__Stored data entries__

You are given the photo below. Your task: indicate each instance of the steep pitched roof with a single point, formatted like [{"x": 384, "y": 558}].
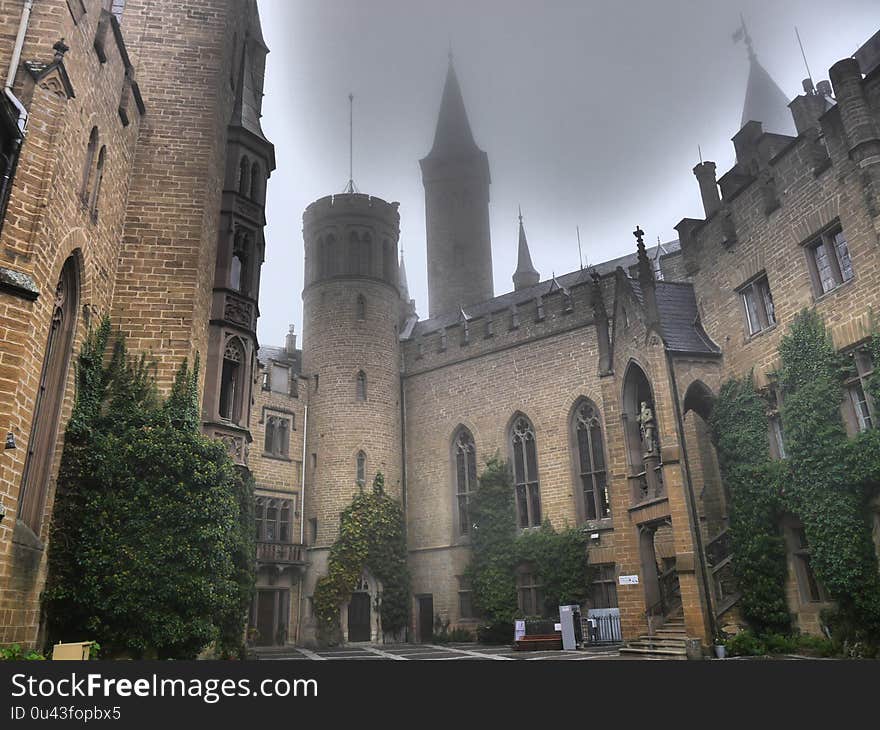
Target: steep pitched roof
[{"x": 453, "y": 136}]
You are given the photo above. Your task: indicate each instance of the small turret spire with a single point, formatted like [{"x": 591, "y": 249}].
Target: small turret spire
[{"x": 526, "y": 275}]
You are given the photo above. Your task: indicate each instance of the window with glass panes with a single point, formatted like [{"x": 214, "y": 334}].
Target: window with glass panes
[
  {"x": 758, "y": 305},
  {"x": 830, "y": 262},
  {"x": 525, "y": 473},
  {"x": 591, "y": 461},
  {"x": 603, "y": 588},
  {"x": 465, "y": 477}
]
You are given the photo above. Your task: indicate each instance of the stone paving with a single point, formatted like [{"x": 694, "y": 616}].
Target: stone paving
[{"x": 435, "y": 652}]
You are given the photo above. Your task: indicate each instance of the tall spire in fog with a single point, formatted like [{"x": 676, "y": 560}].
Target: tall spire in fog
[
  {"x": 765, "y": 101},
  {"x": 526, "y": 275}
]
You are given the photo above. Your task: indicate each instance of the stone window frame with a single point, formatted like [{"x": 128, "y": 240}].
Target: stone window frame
[
  {"x": 859, "y": 409},
  {"x": 598, "y": 478},
  {"x": 466, "y": 609},
  {"x": 276, "y": 436},
  {"x": 526, "y": 476},
  {"x": 529, "y": 591},
  {"x": 604, "y": 580},
  {"x": 756, "y": 298},
  {"x": 835, "y": 271},
  {"x": 463, "y": 459},
  {"x": 262, "y": 505}
]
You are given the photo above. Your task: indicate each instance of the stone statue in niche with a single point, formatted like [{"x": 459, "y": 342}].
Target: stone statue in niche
[{"x": 648, "y": 428}]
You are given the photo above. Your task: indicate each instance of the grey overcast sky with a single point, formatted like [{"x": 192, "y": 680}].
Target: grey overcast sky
[{"x": 590, "y": 113}]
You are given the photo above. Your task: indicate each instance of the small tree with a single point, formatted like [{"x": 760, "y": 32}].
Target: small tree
[{"x": 147, "y": 550}]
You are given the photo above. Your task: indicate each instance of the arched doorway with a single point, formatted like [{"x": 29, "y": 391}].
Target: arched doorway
[
  {"x": 359, "y": 612},
  {"x": 50, "y": 396}
]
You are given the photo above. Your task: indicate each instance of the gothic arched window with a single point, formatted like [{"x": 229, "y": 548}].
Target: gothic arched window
[
  {"x": 232, "y": 380},
  {"x": 44, "y": 426},
  {"x": 87, "y": 168},
  {"x": 256, "y": 183},
  {"x": 361, "y": 468},
  {"x": 244, "y": 176},
  {"x": 587, "y": 432},
  {"x": 465, "y": 455},
  {"x": 99, "y": 177},
  {"x": 525, "y": 472}
]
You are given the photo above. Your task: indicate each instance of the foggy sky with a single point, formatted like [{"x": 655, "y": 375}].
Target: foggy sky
[{"x": 590, "y": 114}]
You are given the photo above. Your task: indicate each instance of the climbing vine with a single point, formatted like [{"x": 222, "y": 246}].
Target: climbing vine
[
  {"x": 824, "y": 492},
  {"x": 739, "y": 426},
  {"x": 372, "y": 534},
  {"x": 497, "y": 549},
  {"x": 825, "y": 481},
  {"x": 149, "y": 549}
]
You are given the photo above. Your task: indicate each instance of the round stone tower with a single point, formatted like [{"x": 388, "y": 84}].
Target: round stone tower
[{"x": 351, "y": 354}]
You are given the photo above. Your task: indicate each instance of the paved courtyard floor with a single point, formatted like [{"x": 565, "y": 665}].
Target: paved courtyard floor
[{"x": 435, "y": 652}]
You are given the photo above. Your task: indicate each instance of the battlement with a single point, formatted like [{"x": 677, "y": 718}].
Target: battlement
[
  {"x": 351, "y": 204},
  {"x": 501, "y": 323}
]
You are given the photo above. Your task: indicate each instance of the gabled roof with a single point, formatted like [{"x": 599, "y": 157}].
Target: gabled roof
[{"x": 679, "y": 317}]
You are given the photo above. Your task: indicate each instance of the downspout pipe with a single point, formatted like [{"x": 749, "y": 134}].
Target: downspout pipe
[
  {"x": 691, "y": 498},
  {"x": 302, "y": 514},
  {"x": 13, "y": 66}
]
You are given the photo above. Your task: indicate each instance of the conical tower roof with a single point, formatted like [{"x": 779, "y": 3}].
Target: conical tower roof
[
  {"x": 765, "y": 101},
  {"x": 526, "y": 274},
  {"x": 453, "y": 136}
]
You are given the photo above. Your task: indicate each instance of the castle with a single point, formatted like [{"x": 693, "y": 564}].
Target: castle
[
  {"x": 134, "y": 179},
  {"x": 135, "y": 171},
  {"x": 596, "y": 385}
]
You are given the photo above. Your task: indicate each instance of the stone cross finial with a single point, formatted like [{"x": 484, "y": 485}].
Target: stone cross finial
[{"x": 60, "y": 49}]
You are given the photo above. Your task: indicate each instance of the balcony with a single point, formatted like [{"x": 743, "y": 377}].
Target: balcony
[{"x": 280, "y": 553}]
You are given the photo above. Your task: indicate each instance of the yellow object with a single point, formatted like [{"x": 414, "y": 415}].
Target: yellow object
[{"x": 77, "y": 650}]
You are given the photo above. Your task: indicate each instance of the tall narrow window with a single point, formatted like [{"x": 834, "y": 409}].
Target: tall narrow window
[
  {"x": 231, "y": 380},
  {"x": 830, "y": 262},
  {"x": 465, "y": 477},
  {"x": 44, "y": 426},
  {"x": 99, "y": 178},
  {"x": 91, "y": 150},
  {"x": 244, "y": 176},
  {"x": 256, "y": 183},
  {"x": 591, "y": 460},
  {"x": 525, "y": 473},
  {"x": 361, "y": 468},
  {"x": 758, "y": 305}
]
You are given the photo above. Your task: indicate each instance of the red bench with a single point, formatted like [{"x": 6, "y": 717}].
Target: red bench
[{"x": 538, "y": 642}]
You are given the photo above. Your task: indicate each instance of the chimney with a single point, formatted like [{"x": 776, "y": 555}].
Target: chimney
[
  {"x": 856, "y": 115},
  {"x": 705, "y": 174}
]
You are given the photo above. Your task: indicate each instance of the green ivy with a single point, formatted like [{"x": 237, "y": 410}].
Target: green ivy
[
  {"x": 739, "y": 427},
  {"x": 825, "y": 492},
  {"x": 150, "y": 540},
  {"x": 498, "y": 549},
  {"x": 372, "y": 534}
]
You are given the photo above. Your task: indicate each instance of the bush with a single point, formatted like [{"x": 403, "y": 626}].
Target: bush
[{"x": 150, "y": 530}]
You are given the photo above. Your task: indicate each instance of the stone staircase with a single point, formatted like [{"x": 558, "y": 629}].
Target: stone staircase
[{"x": 668, "y": 642}]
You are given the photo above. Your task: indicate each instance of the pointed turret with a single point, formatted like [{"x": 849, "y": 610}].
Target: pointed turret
[
  {"x": 453, "y": 136},
  {"x": 526, "y": 275},
  {"x": 765, "y": 102},
  {"x": 455, "y": 174}
]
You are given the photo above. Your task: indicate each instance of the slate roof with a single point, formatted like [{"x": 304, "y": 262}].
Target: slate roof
[
  {"x": 279, "y": 354},
  {"x": 505, "y": 301},
  {"x": 679, "y": 317}
]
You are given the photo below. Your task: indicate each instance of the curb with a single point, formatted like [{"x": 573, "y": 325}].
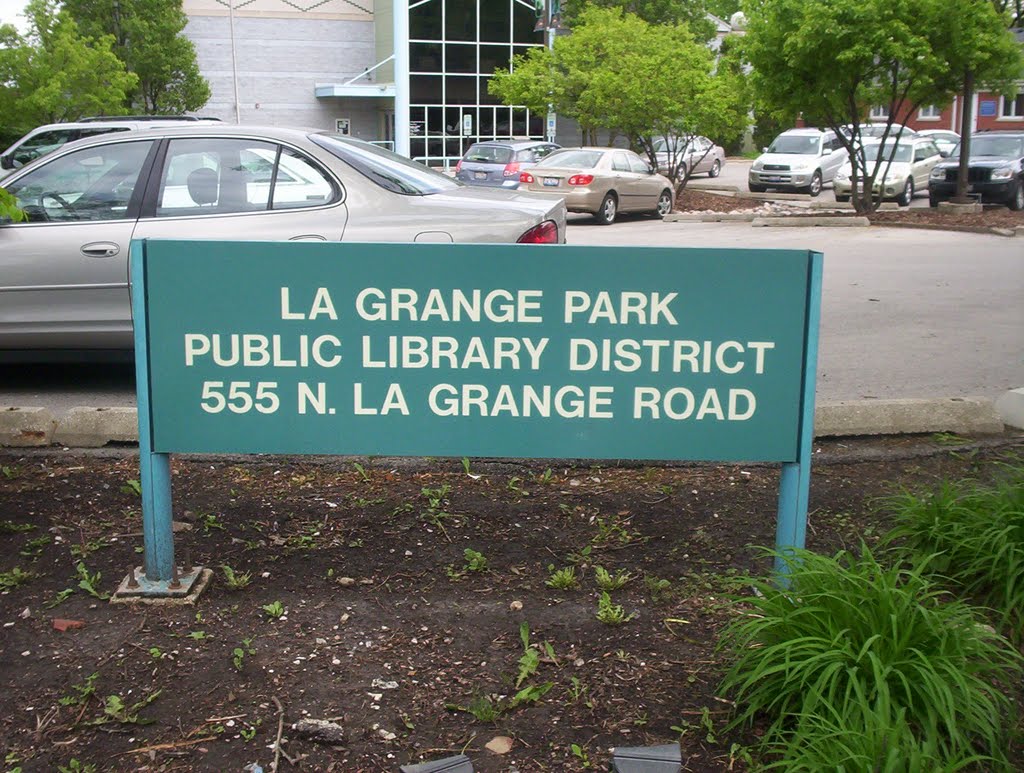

__THE TASK__
Determine how many lines in the records above have the string "below". Only the number should be returned.

__SOLUTION TO THIS EXERCISE__
2